Back when I was a Toyota tech and service manager there were at least

2 different formulationsof brake pad that fit numerous Toyota vehicles of the time - one was used up to a particular production date, and another after. Both were available as replacement parts, and I always used the one, regardless of vehicle production date, because it stopped better and I could install the second and third set without having to replace rotors. It was a difference between the metal used in the "semi metallic" lining. One was magnetic - the other had brass in it. The brass stopped better and didn't cause pitting of the rotors. The pads didn't last as long, but virtually nobody ever actually wore out the "magnetic" ones before the rotors needed replacing, so the pad life, in and of itself, was a total non-issue. IIRC the brass was the early pad and the iron was the replacement/update.

The same situation rose years back on, I believe, FORD brake shoes where the linings would deteriorate and fall apart before the half wear point. They went from rivetted to bonded, and then the glue started letting go, and the entire lining would free-wheel between the shoes and the drum. It was a real bugger if that happened only on one front wheel. It would have a MONSTEWROUS pull one time, then brake fine the next - and you NEVER knew when it was going to pull - or which way - because sometimes the loose material would grab, sometimes it would hold properly, andothertimes it would do virtually nothing -

- -

Brake materials are a fine line between a science and a "black art"

Reply to
Clare Snyder

That's why I say those who say "you get what you pay for" are misguided because a $157 pad "might" be just as good or bad as a $20 pad, where I can prove this statement for the $300 20W Panasonic speakers in a Toyota since I know the specs on the $50 speakers at Crutchfields.

Even at Crutchfields, you can get a good $50 speaker or a less-good $50 speaker, and the price is exactly the same.

So if someone tells me "you get what you pay for", they'll get the same rant from me that everyone loves to pick products off a number line, but the real number line is a bunch of specs, and not a simple price.

That's retail for you! :)

I think price is not an indication of anything other than what the marketing can make people pay. It's certainly not an indication of quality.

I'm not sure what you mean by "scrapyards". To me, that means a junk yard, which contains dead cars. I wouldn't buy brakes off a dead car for a billion reasons which are obvious so I shouldn't need to state it.

What's the difference between my concept of a junkyard (which contains entire cars that were thrown away) and your scrapyard?

Are you talking about *used* brake pads or *new* brake pads?

There is no other logical conclusion to be made, given the information we have. Price is NOT the determinant of a good or bad brake pad.

The sad thing is that there is no determinant we can make that will hold true other than there is no difference practically that you can do anything about.

| Set tasks |
[a] Using the brake pad discussion, decide whether each statement agrees with it. Answer yes or no for each, and quote the exact words that settle it.
(i) The brass brake pads lasted longer than the magnetic ones.
(ii) The Ford brake shoe linings were changed from riveted to bonded.
(iii) Every $50 speaker at Crutchfields is as good as every other $50 speaker there.
[b] According to the brake pad discussion, what metal was in the pad lining that stopped better and didn't cause pitting of the rotors?

| Source data |

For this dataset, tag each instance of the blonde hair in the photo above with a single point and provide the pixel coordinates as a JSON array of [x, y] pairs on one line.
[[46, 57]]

| Responses for each task |
[a]
(i) No: "The pads didn't last as long"
(ii) Yes: "They went from rivetted to bonded"
(iii) No: "you can get a good $50 speaker or a less-good $50 speaker, and the price is exactly the same"

[b] Brass.